To all,
In RFC 6819 OAuth 2.0 Security), it is assumed in section 2.2 (Attack
Assumptions)that :
* two of the three parties involved in the OAuth protocol may collude
to mount an attack against the 3rd party.
For example, the client and authorization server may be under
control of an attacker and collude to trick a user to gain access to
resources.
These three parties are the client, the AS and the RS.
The case where two clients collude to mount an attack against a RS is
not addressed. It now needs to be addressed.
This should be added in section 1 ( Introduction)
The first sentence of section 3 (The Updated OAuth 2.0 Attacker Model)
clearly states:
" In the following, this attacker model is updated (...) to include
new types of attackers and to define the attacker model more clearly".
Section 3 should include the case of a collusion or a collaboration
attack between clients against a RS, where one of them is a legitimate
client
voluntarily "helping" another client to use or to request access tokens
that would normally "belong" to the legitimate client.
Finally, section 4 (Attacks and Mitigations) should include an
additional subsection, e.g. section 4.16, addressing the case of a
collaboration attack
between clients against a RS.
This sub-section would need to include to other sub-sections:
4.16.1Attack Description
4.16.2Countermeasures
The following text is a skeleton proposed for these subsections:
*4.16****Collaboration attack between clients against a RS*
The goal of the attack is for an illegitimate client to obtain an access
token from an authorization server with the help of a client of the
authorization server.
*4.16.1****Attack Description*
The legitimate client performs in real time all the cryptographic
computations needed by the illegitimate client to get an access token
and to present it to a RS.

▶ [SOURCE DATA]:
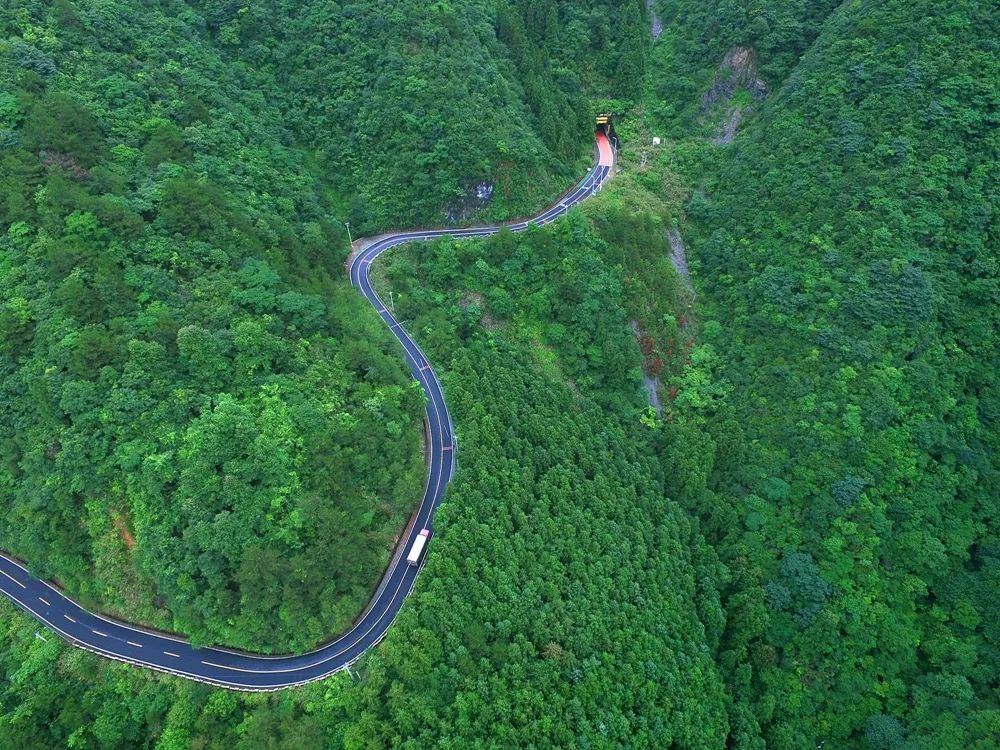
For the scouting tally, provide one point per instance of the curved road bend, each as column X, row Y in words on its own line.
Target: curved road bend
column 243, row 671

▶ [WHAT THIS TASK INVOLVES]: Pick up the email about clients colluding against a resource server in OAuth and keep writing from where it stops.

▶ [TASK RESPONSE]:
This attack is not a replay of a access token, but the use of a
legitimate access token by an illegitimate client with the complicity of
the legitimate client.
It should be observed that protecting some private keys into a secure
element is ineffective to counter this kind of attack, since the
legitimate client can perform
all the computations needed by the illegitimate client, without the need
to know or to transfer the values of these private keys.
*4.16.2****Countermeasures*
This attack may be countered by using a "sub" claim into the access
token. It should be observed that the "sub" claim is a REQUIRED claim in
the JWT access token
data structure. See section 2.2 from JSON Web Token (JWT) Profile for
OAuth 2.0 Access Tokens.
Section 5 (Security Considerations) from JSON Web Token (JWT) Profile
for OAuth 2.0 Access Tokens states:
Authorization servers should prevent scenarios where clients can affect
the value of the "sub" claim in ways that could confuse resource servers.
This statement is correct but insufficient, since it does not say how
resources servers cannot get confused.
Section 6(Privacy Considerations) states:
This profile mandates the presence of the "sub" claim in every JWT
access token, making it possible for resource servers to rely on that
information
for correlating incoming requests with data stored locally for the
authenticated principal.
This statement is correct but is unclear. To be more precise, in order
to counter the collaboration attack between clients against a RS, the RS
should manage
user accounts associated either with a globally unique identifier or an
identifier specific to an AS-RS pair while the "sub" claim shall contain
either
a globally unique identifier or an identifier specific to an AS-RS pair
which shall be compared with the identifier of the user account. If
there is no match,
the access token shall be discarded.
In this way, the access token will be linked to the user account of the
legitimate client and the illegitimate client cannot take advantage of
the claims
contained into the access token.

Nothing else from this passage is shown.